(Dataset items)
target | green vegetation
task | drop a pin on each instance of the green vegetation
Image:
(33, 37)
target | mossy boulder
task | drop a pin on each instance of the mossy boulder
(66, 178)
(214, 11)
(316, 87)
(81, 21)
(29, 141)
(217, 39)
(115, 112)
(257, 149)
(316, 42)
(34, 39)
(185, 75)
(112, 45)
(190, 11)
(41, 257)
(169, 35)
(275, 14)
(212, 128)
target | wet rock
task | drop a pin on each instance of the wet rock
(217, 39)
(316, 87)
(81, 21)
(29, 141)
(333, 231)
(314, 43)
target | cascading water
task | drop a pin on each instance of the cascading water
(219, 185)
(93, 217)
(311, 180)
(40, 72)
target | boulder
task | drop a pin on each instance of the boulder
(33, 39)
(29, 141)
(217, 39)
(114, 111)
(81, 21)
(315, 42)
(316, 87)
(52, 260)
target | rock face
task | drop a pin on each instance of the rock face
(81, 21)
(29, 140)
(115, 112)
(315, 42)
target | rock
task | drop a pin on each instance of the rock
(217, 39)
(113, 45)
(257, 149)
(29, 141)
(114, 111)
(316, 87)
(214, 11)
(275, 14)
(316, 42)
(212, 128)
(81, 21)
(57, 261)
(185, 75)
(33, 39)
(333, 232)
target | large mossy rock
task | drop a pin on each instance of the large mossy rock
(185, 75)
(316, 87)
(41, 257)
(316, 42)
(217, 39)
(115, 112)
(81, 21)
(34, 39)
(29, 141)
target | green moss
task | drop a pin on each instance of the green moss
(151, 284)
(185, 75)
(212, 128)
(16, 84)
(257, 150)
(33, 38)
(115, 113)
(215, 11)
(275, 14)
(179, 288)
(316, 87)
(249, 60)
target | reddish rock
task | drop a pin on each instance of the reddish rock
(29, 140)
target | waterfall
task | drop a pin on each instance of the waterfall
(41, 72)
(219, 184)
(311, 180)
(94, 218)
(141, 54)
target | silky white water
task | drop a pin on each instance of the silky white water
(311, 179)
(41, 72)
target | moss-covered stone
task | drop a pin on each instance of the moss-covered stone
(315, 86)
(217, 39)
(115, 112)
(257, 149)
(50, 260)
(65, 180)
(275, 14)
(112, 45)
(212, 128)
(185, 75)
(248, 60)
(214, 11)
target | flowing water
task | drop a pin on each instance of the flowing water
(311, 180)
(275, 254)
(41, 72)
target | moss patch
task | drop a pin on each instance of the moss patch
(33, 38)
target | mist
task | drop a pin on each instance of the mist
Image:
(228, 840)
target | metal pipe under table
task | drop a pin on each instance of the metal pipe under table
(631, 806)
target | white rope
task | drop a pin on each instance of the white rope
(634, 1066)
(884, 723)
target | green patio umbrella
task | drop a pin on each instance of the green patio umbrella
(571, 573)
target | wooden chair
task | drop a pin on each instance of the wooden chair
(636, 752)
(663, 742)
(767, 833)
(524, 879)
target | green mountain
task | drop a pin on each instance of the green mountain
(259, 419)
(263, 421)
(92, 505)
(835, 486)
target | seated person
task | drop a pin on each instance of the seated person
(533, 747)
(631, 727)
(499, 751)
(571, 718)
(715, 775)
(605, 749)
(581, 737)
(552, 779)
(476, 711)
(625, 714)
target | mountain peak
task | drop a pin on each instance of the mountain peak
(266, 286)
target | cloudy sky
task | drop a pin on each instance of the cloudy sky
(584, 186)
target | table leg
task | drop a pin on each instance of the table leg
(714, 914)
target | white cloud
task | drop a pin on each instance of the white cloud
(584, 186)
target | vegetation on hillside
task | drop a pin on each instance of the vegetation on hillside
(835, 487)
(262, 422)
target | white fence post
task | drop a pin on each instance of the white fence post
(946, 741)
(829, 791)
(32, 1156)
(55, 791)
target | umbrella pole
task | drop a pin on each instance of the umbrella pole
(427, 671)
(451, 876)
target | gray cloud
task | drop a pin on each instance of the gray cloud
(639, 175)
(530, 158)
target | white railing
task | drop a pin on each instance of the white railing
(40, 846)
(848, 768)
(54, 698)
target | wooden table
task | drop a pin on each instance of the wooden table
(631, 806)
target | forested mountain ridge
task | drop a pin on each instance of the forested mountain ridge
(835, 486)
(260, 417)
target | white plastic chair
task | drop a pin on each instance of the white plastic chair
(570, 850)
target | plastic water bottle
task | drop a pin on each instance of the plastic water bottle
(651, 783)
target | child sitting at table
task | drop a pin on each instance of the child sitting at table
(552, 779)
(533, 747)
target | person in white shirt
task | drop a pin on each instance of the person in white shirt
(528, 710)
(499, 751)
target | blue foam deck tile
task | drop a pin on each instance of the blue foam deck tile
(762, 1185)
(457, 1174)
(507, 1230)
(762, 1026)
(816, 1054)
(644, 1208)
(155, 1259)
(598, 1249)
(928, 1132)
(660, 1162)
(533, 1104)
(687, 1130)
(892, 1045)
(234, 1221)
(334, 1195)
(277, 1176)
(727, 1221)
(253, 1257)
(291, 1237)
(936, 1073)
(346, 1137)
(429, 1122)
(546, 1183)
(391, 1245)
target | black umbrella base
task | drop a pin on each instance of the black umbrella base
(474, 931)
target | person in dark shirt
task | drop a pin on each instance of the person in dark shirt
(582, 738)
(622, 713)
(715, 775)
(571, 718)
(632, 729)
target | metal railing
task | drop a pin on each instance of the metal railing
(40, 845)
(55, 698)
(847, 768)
--
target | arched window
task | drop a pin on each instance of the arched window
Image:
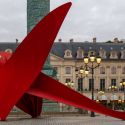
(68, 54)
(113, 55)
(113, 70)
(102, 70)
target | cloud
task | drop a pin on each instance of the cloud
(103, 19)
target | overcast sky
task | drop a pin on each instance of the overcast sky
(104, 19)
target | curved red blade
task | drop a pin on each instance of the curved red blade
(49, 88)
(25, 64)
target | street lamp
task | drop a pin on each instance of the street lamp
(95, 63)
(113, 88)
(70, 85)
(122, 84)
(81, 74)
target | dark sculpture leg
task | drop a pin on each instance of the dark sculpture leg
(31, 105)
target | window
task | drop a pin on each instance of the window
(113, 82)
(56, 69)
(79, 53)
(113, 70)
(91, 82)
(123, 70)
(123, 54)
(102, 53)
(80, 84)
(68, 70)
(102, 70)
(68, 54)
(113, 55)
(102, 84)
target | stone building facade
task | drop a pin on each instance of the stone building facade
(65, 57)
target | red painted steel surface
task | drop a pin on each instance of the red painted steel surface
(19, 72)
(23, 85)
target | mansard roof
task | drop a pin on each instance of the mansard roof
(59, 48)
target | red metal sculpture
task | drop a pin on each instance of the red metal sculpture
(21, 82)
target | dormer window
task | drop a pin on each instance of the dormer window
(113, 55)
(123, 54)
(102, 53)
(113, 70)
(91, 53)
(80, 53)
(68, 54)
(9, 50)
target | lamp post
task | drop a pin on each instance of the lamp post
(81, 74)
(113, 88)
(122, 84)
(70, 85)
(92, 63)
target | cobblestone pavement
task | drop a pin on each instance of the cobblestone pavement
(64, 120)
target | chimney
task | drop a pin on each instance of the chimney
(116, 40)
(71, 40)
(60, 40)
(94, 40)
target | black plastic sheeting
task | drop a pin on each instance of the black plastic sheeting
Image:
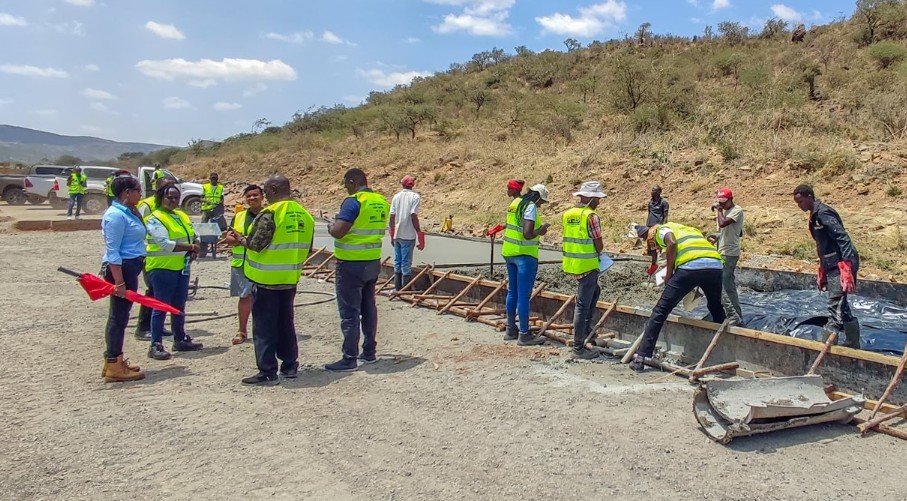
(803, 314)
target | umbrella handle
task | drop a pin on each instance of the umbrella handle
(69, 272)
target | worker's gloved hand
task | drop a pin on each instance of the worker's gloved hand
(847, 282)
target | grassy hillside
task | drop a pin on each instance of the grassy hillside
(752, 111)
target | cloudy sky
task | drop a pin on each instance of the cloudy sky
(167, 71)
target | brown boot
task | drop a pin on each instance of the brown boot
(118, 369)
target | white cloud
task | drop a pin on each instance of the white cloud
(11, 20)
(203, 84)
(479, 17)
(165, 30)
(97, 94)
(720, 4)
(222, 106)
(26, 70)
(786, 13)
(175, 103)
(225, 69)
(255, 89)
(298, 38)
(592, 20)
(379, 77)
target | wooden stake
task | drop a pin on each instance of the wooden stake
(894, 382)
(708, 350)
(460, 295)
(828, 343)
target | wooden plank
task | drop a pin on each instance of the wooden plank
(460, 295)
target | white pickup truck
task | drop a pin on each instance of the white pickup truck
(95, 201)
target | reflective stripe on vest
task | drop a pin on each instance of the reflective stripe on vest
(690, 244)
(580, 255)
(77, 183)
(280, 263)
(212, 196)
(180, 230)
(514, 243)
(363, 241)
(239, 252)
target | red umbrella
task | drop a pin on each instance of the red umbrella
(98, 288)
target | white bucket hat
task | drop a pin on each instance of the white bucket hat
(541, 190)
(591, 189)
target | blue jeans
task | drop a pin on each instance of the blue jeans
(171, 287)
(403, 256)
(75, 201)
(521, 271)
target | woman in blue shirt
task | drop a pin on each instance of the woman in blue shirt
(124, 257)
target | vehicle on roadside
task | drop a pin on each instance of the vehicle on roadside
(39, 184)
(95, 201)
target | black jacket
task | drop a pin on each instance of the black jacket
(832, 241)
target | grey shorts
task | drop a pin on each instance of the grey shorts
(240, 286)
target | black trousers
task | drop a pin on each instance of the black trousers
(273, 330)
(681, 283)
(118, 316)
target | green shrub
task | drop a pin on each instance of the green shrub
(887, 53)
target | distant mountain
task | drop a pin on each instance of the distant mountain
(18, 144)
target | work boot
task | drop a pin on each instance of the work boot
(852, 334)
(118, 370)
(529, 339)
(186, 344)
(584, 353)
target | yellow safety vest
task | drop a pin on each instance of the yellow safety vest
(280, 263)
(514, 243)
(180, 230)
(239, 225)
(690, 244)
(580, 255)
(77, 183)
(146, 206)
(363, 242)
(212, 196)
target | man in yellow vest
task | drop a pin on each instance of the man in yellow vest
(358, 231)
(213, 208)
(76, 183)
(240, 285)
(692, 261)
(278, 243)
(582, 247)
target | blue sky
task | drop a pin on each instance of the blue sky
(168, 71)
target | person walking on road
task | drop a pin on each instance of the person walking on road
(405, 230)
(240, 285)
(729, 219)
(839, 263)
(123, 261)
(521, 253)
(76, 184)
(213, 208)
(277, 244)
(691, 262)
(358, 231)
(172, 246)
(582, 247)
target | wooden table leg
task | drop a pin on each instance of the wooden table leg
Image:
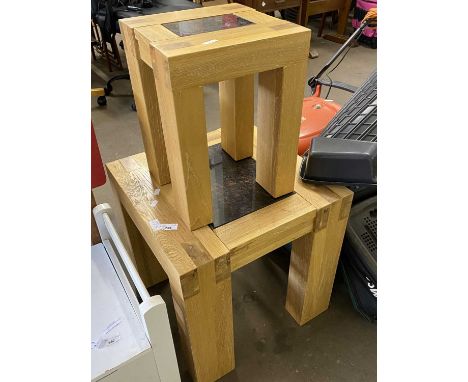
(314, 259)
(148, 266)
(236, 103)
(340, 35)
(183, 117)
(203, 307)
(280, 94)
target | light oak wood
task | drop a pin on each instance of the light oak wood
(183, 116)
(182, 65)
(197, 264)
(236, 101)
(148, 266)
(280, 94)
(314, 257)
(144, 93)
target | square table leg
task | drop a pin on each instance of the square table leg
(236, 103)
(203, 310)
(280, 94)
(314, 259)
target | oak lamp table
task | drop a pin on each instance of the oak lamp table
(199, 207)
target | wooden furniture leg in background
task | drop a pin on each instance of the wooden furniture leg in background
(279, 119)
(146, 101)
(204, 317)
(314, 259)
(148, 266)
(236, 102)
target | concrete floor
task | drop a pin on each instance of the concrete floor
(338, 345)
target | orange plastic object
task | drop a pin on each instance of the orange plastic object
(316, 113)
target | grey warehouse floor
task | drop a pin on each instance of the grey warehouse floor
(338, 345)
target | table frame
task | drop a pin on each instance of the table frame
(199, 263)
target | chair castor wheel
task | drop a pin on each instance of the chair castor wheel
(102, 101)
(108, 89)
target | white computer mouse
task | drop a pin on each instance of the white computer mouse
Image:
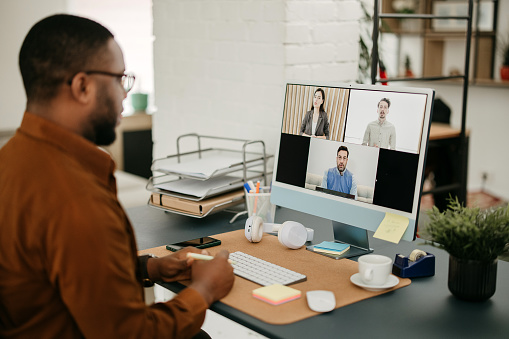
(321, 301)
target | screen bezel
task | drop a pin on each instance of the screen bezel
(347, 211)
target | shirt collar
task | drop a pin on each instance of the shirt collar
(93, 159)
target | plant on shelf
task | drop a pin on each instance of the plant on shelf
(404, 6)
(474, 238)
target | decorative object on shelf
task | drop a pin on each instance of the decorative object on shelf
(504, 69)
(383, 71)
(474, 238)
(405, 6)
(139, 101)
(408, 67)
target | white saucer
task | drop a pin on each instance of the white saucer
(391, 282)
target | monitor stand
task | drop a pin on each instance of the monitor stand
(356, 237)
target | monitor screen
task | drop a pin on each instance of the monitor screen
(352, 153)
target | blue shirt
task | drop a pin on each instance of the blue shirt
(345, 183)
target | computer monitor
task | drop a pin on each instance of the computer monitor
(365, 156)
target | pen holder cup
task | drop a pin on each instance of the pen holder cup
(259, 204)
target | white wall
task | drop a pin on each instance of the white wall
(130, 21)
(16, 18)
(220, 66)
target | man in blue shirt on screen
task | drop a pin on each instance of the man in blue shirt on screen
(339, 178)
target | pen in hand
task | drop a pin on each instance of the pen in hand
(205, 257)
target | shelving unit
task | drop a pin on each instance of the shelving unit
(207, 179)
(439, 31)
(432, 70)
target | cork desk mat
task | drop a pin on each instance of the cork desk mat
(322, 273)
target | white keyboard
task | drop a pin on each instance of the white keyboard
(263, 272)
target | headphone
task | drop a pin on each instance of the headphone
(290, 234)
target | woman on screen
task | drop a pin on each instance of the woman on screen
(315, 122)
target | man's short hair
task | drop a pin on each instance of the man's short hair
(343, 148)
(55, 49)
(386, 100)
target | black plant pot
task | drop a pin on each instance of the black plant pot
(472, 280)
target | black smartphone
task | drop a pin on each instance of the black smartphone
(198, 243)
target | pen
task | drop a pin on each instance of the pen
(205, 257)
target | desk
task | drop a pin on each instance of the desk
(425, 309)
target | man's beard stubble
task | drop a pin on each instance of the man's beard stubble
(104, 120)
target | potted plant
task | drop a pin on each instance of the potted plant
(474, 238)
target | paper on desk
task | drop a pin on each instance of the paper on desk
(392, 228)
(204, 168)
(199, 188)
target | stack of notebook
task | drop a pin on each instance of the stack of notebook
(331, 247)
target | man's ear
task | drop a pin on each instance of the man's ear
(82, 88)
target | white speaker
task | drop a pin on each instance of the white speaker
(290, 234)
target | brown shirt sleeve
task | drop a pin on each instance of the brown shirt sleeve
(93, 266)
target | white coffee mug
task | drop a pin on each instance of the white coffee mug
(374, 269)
...
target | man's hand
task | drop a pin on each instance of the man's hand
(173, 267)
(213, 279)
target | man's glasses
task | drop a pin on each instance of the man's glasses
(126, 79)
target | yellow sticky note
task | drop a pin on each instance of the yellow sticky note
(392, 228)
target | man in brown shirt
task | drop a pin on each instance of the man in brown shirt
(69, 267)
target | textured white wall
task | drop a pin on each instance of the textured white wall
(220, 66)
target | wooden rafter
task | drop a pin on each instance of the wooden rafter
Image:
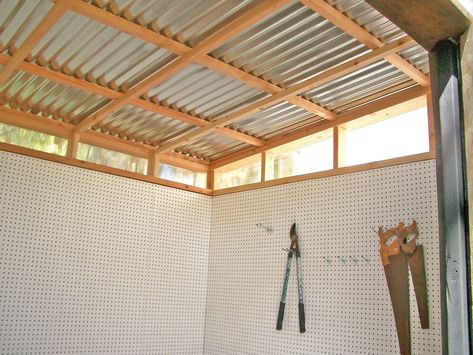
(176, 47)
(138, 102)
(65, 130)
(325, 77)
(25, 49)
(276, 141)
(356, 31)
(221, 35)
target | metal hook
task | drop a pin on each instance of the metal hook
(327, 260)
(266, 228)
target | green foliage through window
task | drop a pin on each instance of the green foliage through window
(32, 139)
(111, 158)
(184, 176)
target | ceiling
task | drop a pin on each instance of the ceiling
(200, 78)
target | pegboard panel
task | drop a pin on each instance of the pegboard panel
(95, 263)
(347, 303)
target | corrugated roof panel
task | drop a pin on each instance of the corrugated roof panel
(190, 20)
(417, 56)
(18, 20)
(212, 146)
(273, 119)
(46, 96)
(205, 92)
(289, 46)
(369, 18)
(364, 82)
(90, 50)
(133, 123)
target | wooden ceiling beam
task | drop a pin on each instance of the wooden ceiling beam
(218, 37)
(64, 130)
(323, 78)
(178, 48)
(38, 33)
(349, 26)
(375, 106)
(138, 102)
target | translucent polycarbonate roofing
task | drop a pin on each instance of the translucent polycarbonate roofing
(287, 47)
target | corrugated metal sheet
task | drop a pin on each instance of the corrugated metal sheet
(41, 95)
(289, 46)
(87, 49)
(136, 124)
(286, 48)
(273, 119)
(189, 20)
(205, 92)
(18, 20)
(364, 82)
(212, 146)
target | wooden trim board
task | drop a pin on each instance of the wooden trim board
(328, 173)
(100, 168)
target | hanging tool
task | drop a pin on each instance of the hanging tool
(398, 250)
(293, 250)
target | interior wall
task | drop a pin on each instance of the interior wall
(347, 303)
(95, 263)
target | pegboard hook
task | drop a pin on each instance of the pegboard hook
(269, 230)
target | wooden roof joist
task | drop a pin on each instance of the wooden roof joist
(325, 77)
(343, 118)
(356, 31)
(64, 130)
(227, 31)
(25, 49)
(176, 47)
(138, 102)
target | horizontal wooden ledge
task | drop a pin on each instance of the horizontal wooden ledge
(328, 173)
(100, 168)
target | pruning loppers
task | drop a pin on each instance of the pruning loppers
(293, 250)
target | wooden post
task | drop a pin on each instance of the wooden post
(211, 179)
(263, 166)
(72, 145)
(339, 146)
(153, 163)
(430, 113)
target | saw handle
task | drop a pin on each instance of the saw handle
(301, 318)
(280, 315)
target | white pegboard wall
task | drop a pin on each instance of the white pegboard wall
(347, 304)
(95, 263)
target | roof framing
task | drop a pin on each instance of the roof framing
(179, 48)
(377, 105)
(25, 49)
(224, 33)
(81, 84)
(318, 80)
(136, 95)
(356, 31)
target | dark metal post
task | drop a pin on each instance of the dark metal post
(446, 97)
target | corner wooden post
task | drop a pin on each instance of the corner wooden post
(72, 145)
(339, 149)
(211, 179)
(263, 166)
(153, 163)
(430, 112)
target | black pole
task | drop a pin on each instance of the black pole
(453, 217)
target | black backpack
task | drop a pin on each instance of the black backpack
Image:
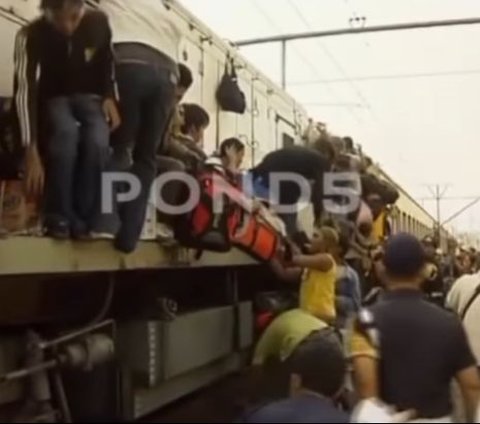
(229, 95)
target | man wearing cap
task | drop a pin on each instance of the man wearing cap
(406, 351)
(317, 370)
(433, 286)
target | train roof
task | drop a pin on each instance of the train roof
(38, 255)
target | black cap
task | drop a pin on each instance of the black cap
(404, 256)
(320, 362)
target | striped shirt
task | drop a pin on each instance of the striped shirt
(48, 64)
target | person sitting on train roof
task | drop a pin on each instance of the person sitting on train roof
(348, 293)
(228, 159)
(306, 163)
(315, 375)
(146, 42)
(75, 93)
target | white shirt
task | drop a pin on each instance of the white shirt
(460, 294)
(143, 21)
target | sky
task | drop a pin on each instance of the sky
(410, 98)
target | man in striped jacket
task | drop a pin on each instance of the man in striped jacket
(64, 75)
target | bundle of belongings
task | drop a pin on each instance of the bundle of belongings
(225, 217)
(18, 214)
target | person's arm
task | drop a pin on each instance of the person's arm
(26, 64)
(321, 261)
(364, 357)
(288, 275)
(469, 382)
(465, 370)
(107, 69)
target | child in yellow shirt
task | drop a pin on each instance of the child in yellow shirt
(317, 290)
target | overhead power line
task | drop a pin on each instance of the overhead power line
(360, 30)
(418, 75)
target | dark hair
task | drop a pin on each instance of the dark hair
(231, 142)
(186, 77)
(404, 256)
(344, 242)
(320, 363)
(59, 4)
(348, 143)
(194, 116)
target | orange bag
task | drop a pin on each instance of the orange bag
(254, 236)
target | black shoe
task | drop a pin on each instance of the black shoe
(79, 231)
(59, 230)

● Exercise: Tally the lines in the records above that contain the string "shrub". Reply with the number alone.

● Result: 2